- ASSIGNMENT 1
List the European countries that the article below on Portugal's gender identity law names as having granted self-determination of transgender identity before Portugal.
- ASSIGNMENT 2
According to the article below on Portugal's gender identity law, who vetoed the first version of the text that parliament adopted in mid-April?

- QUOTED PASSAGE
=-=-=-=-=
The Portuguese parliament has approved a law that will allow citizens to change their gender and name from the age of 16 without a medical report showing "identity disruption".
Portugal joins Denmark, Malta, Sweden, Ireland and Norway to become "the sixth European country to grant the right to self-determination of transgender identity... without the guardianship of a third party and without a diagnosis of identity disruption," said Sandra Cunha, a lawmaker from the Left Bloc.
"Nobody needs a third party to know if they are a man or a woman, a boy or a girl," she argued in the parliamentary debate ahead of the vote yesterday. The change of gender and name will, however, remain independent from any possible sex change operation.
A law in force since 2011 required transgender citizens to have a medical diagnosis that established gender dysphoria -- when gender does not correspond to biological sex.
The new law must now be signed off by the conservative President Marcelo Rebelo de Sousa, who vetoed the first version of the text adopted by parliament in mid-April. The head of state wanted a medical report requirement for cases involving minors aged 16 to 18 to back their decision. He was nevertheless in favour of the principle of no longer considering transgender identity as "an abnormal pathology or mental situation".
The part of the law concerning minors was therefore amended and a medical report "which attests exclusively to the capacity of decision and informed will, without reference to a diagnosis of gender identity" will be required.
The law passed yesterday also prohibits surgical procedures on inter-sex babies, who are born with male and female reproductive organs, so that they can themselves choose their gender later in life.
=-=-=-=-=
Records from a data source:
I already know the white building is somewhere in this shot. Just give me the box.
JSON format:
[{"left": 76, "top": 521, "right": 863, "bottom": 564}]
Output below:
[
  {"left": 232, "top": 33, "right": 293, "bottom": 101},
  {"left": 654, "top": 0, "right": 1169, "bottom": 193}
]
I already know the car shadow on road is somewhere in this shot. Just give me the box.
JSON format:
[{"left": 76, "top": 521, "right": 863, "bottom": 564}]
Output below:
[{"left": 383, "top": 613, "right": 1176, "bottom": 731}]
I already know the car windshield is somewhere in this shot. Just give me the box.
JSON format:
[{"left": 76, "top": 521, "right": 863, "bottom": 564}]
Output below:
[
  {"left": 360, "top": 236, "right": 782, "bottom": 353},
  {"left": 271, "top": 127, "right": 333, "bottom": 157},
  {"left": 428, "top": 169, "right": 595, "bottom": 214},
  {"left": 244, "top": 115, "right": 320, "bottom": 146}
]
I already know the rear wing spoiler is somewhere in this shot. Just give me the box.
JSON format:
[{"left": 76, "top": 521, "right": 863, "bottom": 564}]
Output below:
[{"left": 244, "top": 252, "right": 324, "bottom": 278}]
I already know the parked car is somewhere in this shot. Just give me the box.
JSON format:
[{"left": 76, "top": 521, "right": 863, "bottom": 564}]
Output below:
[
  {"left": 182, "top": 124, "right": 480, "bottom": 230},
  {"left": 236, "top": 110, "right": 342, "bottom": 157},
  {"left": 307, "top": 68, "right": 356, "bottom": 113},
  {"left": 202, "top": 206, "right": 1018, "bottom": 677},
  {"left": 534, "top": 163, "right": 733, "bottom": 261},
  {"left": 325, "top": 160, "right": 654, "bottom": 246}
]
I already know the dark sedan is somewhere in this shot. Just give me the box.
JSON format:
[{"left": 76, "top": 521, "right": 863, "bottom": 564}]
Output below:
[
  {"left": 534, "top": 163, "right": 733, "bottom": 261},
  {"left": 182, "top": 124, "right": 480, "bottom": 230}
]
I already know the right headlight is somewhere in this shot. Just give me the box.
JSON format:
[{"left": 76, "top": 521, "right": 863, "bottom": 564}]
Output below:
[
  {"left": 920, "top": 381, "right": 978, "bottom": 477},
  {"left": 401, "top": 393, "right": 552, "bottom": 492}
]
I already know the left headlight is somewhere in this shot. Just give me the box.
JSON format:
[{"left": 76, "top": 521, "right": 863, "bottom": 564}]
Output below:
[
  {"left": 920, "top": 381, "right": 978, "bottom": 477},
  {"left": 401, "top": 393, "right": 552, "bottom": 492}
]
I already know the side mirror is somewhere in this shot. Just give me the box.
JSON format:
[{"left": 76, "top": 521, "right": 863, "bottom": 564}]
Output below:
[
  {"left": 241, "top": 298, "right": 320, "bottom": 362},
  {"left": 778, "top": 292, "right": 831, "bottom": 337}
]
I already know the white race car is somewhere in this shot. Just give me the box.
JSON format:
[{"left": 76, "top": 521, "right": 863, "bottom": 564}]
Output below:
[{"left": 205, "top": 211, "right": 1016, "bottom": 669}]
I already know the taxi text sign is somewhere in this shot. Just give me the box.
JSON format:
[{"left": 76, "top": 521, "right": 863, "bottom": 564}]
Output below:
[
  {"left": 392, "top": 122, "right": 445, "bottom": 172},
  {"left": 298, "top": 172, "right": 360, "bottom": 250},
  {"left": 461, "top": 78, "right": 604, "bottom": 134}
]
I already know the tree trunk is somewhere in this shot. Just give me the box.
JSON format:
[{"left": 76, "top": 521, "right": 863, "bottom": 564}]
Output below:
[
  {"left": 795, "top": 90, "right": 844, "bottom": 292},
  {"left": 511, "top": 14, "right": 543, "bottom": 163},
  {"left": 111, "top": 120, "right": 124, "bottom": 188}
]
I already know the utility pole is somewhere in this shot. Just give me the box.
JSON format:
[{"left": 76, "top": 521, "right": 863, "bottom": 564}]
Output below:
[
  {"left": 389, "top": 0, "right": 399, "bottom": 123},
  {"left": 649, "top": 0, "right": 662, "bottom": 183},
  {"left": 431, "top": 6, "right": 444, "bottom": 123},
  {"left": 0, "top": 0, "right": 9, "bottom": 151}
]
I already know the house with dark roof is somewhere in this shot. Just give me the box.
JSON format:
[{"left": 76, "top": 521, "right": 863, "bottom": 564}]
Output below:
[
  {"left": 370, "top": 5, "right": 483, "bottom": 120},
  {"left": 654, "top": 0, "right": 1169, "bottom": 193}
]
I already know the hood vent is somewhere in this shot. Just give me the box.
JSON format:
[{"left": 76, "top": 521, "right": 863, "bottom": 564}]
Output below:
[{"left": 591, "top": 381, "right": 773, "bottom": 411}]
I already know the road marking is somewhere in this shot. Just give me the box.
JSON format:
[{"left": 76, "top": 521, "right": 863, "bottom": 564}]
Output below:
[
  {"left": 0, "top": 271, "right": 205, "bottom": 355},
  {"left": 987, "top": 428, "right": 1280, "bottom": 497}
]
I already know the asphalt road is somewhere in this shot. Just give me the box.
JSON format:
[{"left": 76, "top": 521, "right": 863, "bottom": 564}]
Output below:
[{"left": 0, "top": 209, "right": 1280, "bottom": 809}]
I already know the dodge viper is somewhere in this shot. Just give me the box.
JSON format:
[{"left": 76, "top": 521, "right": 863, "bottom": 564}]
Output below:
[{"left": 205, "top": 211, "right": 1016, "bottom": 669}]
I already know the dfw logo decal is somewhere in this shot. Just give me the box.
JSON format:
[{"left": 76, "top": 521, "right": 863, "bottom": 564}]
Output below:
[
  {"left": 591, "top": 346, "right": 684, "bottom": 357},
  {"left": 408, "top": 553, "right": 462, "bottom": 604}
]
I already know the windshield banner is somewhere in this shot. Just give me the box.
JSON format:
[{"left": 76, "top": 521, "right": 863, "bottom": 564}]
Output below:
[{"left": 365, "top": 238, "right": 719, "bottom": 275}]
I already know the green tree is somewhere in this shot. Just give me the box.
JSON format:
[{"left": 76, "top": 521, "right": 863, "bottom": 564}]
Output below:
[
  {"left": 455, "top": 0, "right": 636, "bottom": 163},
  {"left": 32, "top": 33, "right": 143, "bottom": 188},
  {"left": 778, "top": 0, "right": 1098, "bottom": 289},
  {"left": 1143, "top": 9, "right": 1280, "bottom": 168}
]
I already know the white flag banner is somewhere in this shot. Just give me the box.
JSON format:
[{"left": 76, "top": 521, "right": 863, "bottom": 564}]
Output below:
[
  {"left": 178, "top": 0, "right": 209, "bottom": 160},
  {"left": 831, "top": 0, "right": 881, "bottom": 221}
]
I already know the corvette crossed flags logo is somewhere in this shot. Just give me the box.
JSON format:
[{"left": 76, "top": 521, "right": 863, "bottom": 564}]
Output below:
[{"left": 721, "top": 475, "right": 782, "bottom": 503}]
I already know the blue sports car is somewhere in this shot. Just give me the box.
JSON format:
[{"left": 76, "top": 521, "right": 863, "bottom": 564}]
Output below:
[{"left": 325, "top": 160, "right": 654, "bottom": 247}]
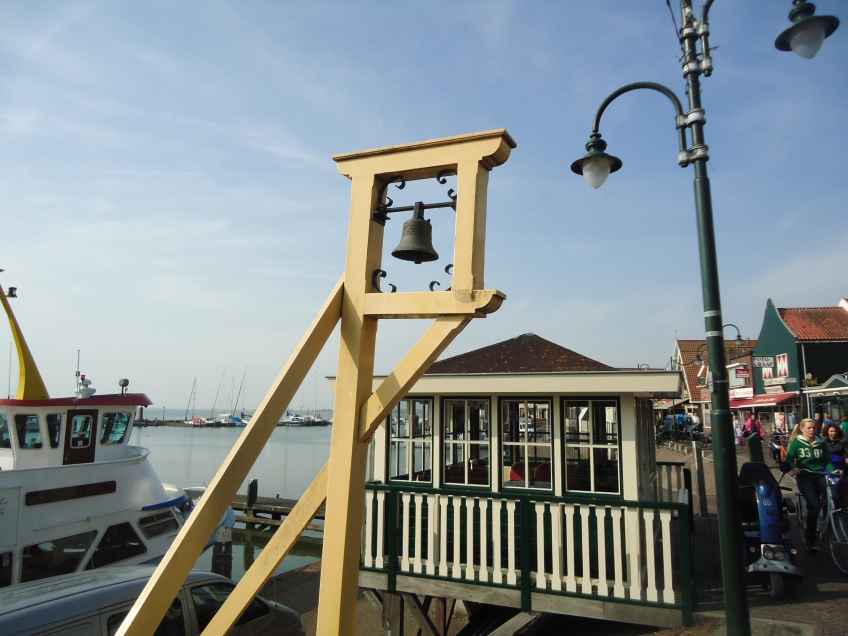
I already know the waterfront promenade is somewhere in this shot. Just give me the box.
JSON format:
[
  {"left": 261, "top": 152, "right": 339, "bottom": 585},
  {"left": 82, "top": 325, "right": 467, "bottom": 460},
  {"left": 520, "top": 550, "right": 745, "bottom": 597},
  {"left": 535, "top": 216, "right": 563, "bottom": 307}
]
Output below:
[{"left": 262, "top": 445, "right": 848, "bottom": 636}]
=-=-=-=-=
- TASK RESPONSE 1
Denmark, Malta, Sweden, Ireland, Norway

- TASK RESPONSE 2
President Marcelo Rebelo de Sousa vetoed it.